Problem details =>
Find the line that contains "of the shrub"; then retype it and each line after it, exactly, through the final line of the data below.

Records supplied =>
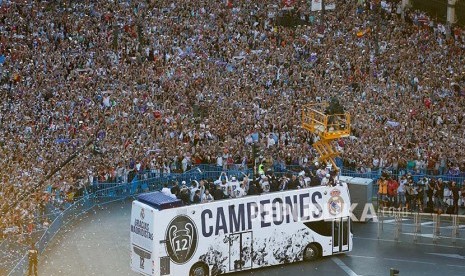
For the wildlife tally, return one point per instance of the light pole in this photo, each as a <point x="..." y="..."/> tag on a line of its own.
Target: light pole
<point x="451" y="19"/>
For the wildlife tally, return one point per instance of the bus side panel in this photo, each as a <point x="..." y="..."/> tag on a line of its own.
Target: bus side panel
<point x="142" y="235"/>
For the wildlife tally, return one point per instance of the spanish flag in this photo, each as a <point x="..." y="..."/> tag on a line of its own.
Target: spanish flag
<point x="363" y="32"/>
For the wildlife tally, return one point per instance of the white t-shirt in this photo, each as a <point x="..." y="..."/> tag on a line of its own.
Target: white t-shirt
<point x="224" y="188"/>
<point x="233" y="185"/>
<point x="193" y="190"/>
<point x="239" y="192"/>
<point x="265" y="186"/>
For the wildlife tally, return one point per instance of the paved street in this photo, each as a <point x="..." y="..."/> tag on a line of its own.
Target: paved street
<point x="98" y="244"/>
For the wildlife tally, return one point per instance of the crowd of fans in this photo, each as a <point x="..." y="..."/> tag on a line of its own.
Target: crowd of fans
<point x="163" y="84"/>
<point x="425" y="195"/>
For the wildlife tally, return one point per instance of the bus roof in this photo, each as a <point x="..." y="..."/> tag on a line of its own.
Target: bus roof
<point x="159" y="201"/>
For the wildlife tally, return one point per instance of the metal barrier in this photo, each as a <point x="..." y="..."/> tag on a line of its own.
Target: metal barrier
<point x="436" y="227"/>
<point x="105" y="195"/>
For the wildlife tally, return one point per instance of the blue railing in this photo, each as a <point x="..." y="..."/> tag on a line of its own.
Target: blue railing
<point x="110" y="192"/>
<point x="104" y="193"/>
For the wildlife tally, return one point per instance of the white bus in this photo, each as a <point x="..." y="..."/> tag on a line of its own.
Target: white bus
<point x="238" y="234"/>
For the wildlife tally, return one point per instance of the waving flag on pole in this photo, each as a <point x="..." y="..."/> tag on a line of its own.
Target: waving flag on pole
<point x="288" y="3"/>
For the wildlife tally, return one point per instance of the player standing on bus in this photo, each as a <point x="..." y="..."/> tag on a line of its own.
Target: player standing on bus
<point x="232" y="186"/>
<point x="33" y="253"/>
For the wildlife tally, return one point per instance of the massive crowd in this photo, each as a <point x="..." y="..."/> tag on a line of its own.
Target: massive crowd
<point x="164" y="84"/>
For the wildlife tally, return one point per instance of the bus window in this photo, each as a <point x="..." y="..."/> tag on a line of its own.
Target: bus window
<point x="321" y="227"/>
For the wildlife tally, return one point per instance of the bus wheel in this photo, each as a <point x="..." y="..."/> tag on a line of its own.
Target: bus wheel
<point x="199" y="269"/>
<point x="311" y="252"/>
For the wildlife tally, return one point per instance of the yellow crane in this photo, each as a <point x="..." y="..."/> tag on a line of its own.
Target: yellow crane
<point x="328" y="127"/>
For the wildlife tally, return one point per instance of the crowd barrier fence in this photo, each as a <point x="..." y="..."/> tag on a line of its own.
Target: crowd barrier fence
<point x="104" y="193"/>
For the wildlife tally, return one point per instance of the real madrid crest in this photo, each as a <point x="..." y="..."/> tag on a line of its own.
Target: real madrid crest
<point x="335" y="202"/>
<point x="181" y="239"/>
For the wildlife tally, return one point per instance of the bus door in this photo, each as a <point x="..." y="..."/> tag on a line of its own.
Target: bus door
<point x="341" y="234"/>
<point x="240" y="251"/>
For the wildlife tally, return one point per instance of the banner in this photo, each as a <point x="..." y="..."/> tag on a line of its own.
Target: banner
<point x="329" y="5"/>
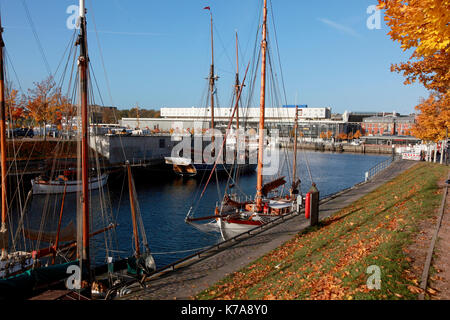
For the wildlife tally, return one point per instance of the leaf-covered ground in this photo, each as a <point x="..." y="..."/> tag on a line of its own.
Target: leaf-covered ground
<point x="331" y="261"/>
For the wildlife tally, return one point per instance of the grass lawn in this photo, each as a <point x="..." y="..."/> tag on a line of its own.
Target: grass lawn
<point x="332" y="261"/>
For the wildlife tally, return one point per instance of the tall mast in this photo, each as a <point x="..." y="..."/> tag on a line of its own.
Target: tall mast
<point x="237" y="84"/>
<point x="294" y="164"/>
<point x="259" y="183"/>
<point x="3" y="230"/>
<point x="83" y="61"/>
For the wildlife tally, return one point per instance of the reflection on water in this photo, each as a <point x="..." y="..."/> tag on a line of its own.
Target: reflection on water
<point x="165" y="201"/>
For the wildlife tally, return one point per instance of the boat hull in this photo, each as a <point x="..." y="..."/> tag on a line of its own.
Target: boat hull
<point x="55" y="187"/>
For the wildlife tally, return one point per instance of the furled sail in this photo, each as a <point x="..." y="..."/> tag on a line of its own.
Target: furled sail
<point x="69" y="233"/>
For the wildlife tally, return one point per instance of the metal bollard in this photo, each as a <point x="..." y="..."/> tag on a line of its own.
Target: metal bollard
<point x="314" y="217"/>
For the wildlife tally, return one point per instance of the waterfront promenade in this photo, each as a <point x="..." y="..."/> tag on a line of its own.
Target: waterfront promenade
<point x="199" y="274"/>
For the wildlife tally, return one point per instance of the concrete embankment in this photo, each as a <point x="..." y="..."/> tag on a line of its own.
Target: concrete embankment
<point x="198" y="274"/>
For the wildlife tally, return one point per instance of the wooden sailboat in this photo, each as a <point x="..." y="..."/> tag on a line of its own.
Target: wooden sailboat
<point x="235" y="217"/>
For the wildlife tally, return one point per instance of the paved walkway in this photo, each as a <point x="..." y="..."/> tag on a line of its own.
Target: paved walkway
<point x="200" y="274"/>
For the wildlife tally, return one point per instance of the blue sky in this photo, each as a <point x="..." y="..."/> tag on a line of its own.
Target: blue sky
<point x="157" y="53"/>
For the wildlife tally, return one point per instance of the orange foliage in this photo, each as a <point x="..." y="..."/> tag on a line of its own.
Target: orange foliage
<point x="422" y="25"/>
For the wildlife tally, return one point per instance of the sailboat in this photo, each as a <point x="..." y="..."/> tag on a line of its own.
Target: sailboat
<point x="93" y="281"/>
<point x="234" y="217"/>
<point x="66" y="182"/>
<point x="186" y="165"/>
<point x="11" y="263"/>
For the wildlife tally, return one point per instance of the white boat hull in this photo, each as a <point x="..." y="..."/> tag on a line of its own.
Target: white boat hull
<point x="54" y="187"/>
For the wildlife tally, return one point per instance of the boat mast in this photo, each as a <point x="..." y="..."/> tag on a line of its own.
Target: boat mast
<point x="294" y="164"/>
<point x="212" y="80"/>
<point x="83" y="61"/>
<point x="237" y="85"/>
<point x="259" y="183"/>
<point x="133" y="212"/>
<point x="3" y="230"/>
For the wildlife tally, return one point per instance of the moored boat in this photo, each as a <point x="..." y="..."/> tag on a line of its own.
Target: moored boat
<point x="43" y="185"/>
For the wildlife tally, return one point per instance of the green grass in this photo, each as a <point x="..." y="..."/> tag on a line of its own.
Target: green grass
<point x="330" y="261"/>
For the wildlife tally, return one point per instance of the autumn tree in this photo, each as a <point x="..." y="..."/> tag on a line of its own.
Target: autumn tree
<point x="422" y="26"/>
<point x="329" y="134"/>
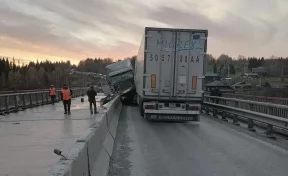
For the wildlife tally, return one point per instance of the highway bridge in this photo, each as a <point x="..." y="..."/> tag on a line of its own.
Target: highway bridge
<point x="237" y="136"/>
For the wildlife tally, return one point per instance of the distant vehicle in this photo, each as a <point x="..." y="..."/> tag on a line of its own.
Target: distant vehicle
<point x="169" y="72"/>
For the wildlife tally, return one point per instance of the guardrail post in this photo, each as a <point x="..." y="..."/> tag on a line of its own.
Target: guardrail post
<point x="224" y="116"/>
<point x="37" y="102"/>
<point x="7" y="105"/>
<point x="24" y="102"/>
<point x="207" y="110"/>
<point x="31" y="101"/>
<point x="47" y="98"/>
<point x="235" y="120"/>
<point x="42" y="98"/>
<point x="251" y="125"/>
<point x="269" y="132"/>
<point x="215" y="113"/>
<point x="16" y="102"/>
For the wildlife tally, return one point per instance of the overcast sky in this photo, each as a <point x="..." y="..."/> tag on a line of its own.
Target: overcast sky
<point x="77" y="29"/>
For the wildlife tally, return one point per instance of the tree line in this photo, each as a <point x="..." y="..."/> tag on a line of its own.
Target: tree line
<point x="224" y="64"/>
<point x="38" y="75"/>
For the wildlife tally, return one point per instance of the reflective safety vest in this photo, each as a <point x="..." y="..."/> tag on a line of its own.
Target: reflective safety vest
<point x="52" y="91"/>
<point x="66" y="94"/>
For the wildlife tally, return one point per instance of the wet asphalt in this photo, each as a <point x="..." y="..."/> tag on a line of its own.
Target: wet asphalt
<point x="205" y="148"/>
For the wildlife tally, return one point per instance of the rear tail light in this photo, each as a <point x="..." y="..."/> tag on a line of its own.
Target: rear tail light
<point x="153" y="81"/>
<point x="150" y="106"/>
<point x="194" y="108"/>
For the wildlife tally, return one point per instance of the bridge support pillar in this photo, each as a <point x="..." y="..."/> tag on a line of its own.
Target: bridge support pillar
<point x="269" y="132"/>
<point x="235" y="120"/>
<point x="251" y="125"/>
<point x="224" y="116"/>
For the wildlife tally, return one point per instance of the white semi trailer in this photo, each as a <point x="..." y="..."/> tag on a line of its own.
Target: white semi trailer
<point x="169" y="72"/>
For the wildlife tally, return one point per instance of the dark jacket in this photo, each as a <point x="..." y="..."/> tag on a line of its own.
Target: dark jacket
<point x="91" y="93"/>
<point x="71" y="93"/>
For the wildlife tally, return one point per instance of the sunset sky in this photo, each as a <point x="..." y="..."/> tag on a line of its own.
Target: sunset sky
<point x="76" y="29"/>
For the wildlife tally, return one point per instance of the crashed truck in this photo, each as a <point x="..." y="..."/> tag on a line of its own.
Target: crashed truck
<point x="120" y="78"/>
<point x="167" y="82"/>
<point x="170" y="68"/>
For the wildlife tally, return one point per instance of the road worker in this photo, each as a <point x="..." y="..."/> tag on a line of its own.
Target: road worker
<point x="91" y="93"/>
<point x="52" y="93"/>
<point x="66" y="94"/>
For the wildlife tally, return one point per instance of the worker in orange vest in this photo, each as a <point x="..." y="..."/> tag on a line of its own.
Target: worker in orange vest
<point x="52" y="93"/>
<point x="66" y="94"/>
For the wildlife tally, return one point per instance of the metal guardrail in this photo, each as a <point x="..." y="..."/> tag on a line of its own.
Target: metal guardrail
<point x="19" y="101"/>
<point x="254" y="111"/>
<point x="275" y="100"/>
<point x="256" y="106"/>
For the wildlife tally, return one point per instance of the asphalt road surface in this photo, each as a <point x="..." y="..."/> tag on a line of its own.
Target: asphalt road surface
<point x="205" y="148"/>
<point x="28" y="138"/>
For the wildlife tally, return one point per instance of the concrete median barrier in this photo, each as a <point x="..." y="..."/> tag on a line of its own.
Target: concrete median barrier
<point x="91" y="153"/>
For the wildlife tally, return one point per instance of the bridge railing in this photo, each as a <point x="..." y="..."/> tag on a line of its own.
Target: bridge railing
<point x="267" y="113"/>
<point x="18" y="101"/>
<point x="275" y="100"/>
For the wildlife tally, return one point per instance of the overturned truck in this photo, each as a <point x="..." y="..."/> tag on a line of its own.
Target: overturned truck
<point x="120" y="77"/>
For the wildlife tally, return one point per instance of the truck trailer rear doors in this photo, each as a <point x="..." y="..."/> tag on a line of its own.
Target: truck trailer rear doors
<point x="174" y="62"/>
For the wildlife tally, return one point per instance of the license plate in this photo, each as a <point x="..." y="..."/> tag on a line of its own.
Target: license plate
<point x="172" y="105"/>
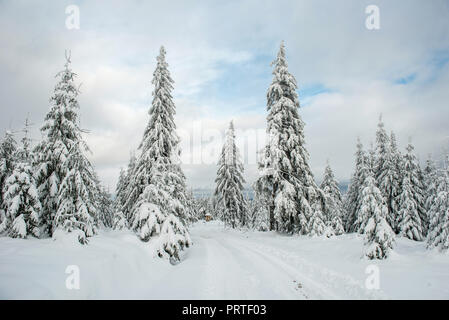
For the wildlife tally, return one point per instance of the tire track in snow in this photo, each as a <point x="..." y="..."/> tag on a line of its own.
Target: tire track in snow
<point x="329" y="280"/>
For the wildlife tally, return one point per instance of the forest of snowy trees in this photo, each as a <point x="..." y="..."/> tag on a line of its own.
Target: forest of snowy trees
<point x="52" y="189"/>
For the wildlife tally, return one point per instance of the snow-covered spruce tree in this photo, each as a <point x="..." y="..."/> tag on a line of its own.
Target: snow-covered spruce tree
<point x="398" y="168"/>
<point x="8" y="149"/>
<point x="21" y="200"/>
<point x="120" y="200"/>
<point x="286" y="180"/>
<point x="65" y="177"/>
<point x="60" y="132"/>
<point x="105" y="207"/>
<point x="430" y="183"/>
<point x="438" y="236"/>
<point x="158" y="184"/>
<point x="386" y="174"/>
<point x="334" y="204"/>
<point x="353" y="197"/>
<point x="379" y="236"/>
<point x="229" y="183"/>
<point x="363" y="214"/>
<point x="127" y="188"/>
<point x="412" y="171"/>
<point x="77" y="201"/>
<point x="411" y="199"/>
<point x="119" y="222"/>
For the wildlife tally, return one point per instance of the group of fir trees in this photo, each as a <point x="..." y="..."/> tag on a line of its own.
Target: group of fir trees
<point x="390" y="195"/>
<point x="52" y="188"/>
<point x="287" y="199"/>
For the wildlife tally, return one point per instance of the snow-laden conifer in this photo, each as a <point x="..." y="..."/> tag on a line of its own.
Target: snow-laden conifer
<point x="398" y="168"/>
<point x="8" y="155"/>
<point x="77" y="196"/>
<point x="386" y="174"/>
<point x="157" y="184"/>
<point x="105" y="207"/>
<point x="430" y="183"/>
<point x="411" y="199"/>
<point x="379" y="237"/>
<point x="65" y="177"/>
<point x="352" y="199"/>
<point x="21" y="201"/>
<point x="61" y="139"/>
<point x="119" y="222"/>
<point x="229" y="183"/>
<point x="285" y="175"/>
<point x="333" y="201"/>
<point x="438" y="236"/>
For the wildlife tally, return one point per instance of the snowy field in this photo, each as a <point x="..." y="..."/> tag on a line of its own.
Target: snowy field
<point x="222" y="264"/>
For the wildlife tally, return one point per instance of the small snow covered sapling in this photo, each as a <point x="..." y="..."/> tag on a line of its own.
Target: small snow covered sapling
<point x="379" y="236"/>
<point x="22" y="203"/>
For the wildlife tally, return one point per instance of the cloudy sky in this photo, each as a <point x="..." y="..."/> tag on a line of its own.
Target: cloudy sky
<point x="219" y="53"/>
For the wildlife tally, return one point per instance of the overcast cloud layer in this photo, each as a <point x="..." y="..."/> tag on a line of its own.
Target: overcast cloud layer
<point x="219" y="55"/>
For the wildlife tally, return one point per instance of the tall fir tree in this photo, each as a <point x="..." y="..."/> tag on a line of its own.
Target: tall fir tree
<point x="334" y="203"/>
<point x="412" y="220"/>
<point x="411" y="199"/>
<point x="430" y="183"/>
<point x="158" y="191"/>
<point x="366" y="201"/>
<point x="439" y="214"/>
<point x="65" y="177"/>
<point x="438" y="236"/>
<point x="8" y="155"/>
<point x="127" y="188"/>
<point x="398" y="168"/>
<point x="105" y="206"/>
<point x="286" y="178"/>
<point x="353" y="197"/>
<point x="21" y="200"/>
<point x="386" y="175"/>
<point x="229" y="183"/>
<point x="379" y="236"/>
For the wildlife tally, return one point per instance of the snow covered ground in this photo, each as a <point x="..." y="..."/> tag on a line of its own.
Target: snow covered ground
<point x="222" y="264"/>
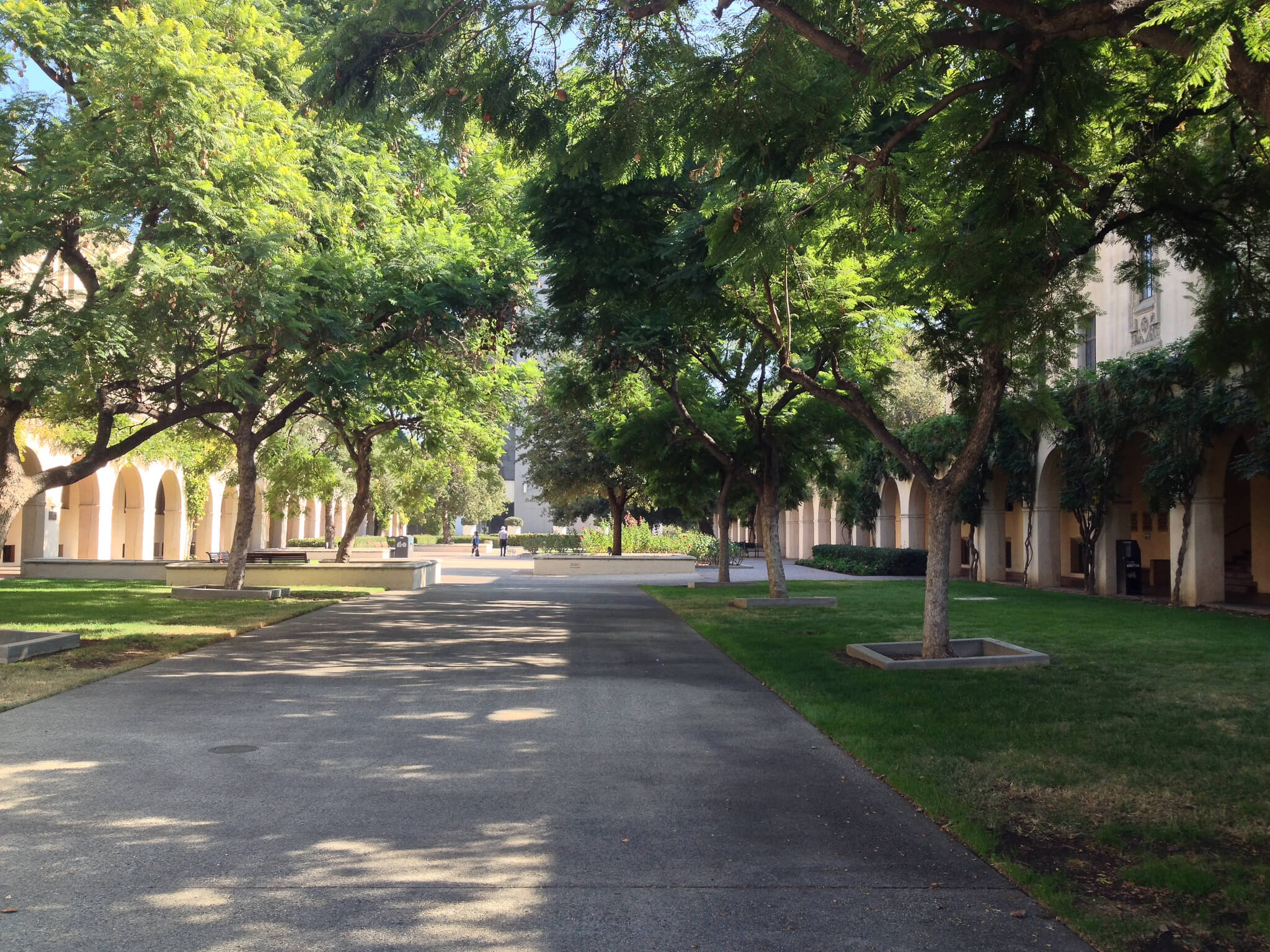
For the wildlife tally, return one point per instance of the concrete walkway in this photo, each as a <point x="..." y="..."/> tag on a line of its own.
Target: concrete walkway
<point x="523" y="765"/>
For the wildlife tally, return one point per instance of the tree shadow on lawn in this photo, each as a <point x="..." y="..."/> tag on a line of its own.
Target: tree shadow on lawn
<point x="1128" y="783"/>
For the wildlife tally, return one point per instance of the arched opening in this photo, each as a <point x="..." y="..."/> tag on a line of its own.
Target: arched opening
<point x="918" y="518"/>
<point x="27" y="528"/>
<point x="1050" y="528"/>
<point x="1246" y="550"/>
<point x="82" y="519"/>
<point x="888" y="523"/>
<point x="229" y="517"/>
<point x="35" y="519"/>
<point x="169" y="517"/>
<point x="127" y="514"/>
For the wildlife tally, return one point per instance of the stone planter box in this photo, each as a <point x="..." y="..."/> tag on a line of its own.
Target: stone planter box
<point x="19" y="645"/>
<point x="95" y="569"/>
<point x="386" y="574"/>
<point x="216" y="593"/>
<point x="806" y="602"/>
<point x="968" y="653"/>
<point x="614" y="565"/>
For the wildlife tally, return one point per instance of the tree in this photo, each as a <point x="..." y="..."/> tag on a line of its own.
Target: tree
<point x="631" y="291"/>
<point x="169" y="165"/>
<point x="1181" y="413"/>
<point x="571" y="452"/>
<point x="1098" y="423"/>
<point x="303" y="462"/>
<point x="939" y="148"/>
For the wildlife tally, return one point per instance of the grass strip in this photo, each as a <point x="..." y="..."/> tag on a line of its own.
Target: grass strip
<point x="126" y="625"/>
<point x="1127" y="786"/>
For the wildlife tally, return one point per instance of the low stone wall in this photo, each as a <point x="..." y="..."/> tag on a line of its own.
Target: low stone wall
<point x="390" y="574"/>
<point x="95" y="569"/>
<point x="357" y="555"/>
<point x="611" y="565"/>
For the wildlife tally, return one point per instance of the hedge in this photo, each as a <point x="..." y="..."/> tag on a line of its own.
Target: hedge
<point x="546" y="542"/>
<point x="866" y="560"/>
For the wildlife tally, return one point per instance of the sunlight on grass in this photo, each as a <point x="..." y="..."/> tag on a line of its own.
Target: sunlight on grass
<point x="1126" y="785"/>
<point x="126" y="625"/>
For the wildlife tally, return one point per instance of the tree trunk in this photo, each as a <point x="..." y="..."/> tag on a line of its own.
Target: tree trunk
<point x="244" y="451"/>
<point x="770" y="506"/>
<point x="16" y="487"/>
<point x="619" y="513"/>
<point x="939" y="550"/>
<point x="724" y="531"/>
<point x="1176" y="601"/>
<point x="1028" y="546"/>
<point x="1090" y="582"/>
<point x="361" y="499"/>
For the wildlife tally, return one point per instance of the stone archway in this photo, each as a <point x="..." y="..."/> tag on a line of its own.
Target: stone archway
<point x="82" y="519"/>
<point x="127" y="516"/>
<point x="888" y="519"/>
<point x="1046" y="569"/>
<point x="169" y="517"/>
<point x="229" y="518"/>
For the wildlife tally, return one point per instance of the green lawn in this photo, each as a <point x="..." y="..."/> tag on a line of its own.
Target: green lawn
<point x="125" y="625"/>
<point x="1127" y="785"/>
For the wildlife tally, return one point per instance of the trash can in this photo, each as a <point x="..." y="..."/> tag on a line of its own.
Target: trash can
<point x="1128" y="568"/>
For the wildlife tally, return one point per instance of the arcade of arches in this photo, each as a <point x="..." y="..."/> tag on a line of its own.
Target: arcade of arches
<point x="1227" y="559"/>
<point x="136" y="511"/>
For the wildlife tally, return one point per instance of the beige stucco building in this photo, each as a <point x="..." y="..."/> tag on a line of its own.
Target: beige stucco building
<point x="1228" y="553"/>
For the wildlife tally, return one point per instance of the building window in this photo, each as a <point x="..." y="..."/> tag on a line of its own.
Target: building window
<point x="1077" y="557"/>
<point x="1088" y="355"/>
<point x="1146" y="259"/>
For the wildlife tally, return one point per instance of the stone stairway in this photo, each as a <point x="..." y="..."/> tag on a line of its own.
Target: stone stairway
<point x="1238" y="576"/>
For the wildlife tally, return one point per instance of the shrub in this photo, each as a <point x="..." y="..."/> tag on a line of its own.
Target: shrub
<point x="548" y="542"/>
<point x="865" y="560"/>
<point x="639" y="540"/>
<point x="358" y="542"/>
<point x="708" y="551"/>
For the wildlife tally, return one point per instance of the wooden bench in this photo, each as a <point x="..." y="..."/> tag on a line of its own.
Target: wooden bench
<point x="301" y="558"/>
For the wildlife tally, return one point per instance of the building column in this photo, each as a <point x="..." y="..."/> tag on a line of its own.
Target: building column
<point x="912" y="530"/>
<point x="1204" y="566"/>
<point x="1047" y="563"/>
<point x="1117" y="526"/>
<point x="990" y="537"/>
<point x="149" y="494"/>
<point x="40" y="526"/>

Complete response =>
For the wildlife tally, return one point per instance of the shrub in this photo, each as a <point x="..." y="..."/> tag on a line of its own.
Target: shrub
<point x="548" y="542"/>
<point x="865" y="560"/>
<point x="639" y="540"/>
<point x="358" y="542"/>
<point x="708" y="551"/>
For the wildlife tally, return one point per instance of the wooden bench in this photo, each as a <point x="..." y="..."/> tag on a line of its own.
Target: wooden bench
<point x="301" y="558"/>
For the wildlife tally, return one point per instance of the building column in this photo, each as a <point x="..." y="..."/> tag on a line of its own.
Target: building column
<point x="912" y="530"/>
<point x="1204" y="566"/>
<point x="1047" y="563"/>
<point x="1117" y="526"/>
<point x="990" y="537"/>
<point x="149" y="494"/>
<point x="40" y="526"/>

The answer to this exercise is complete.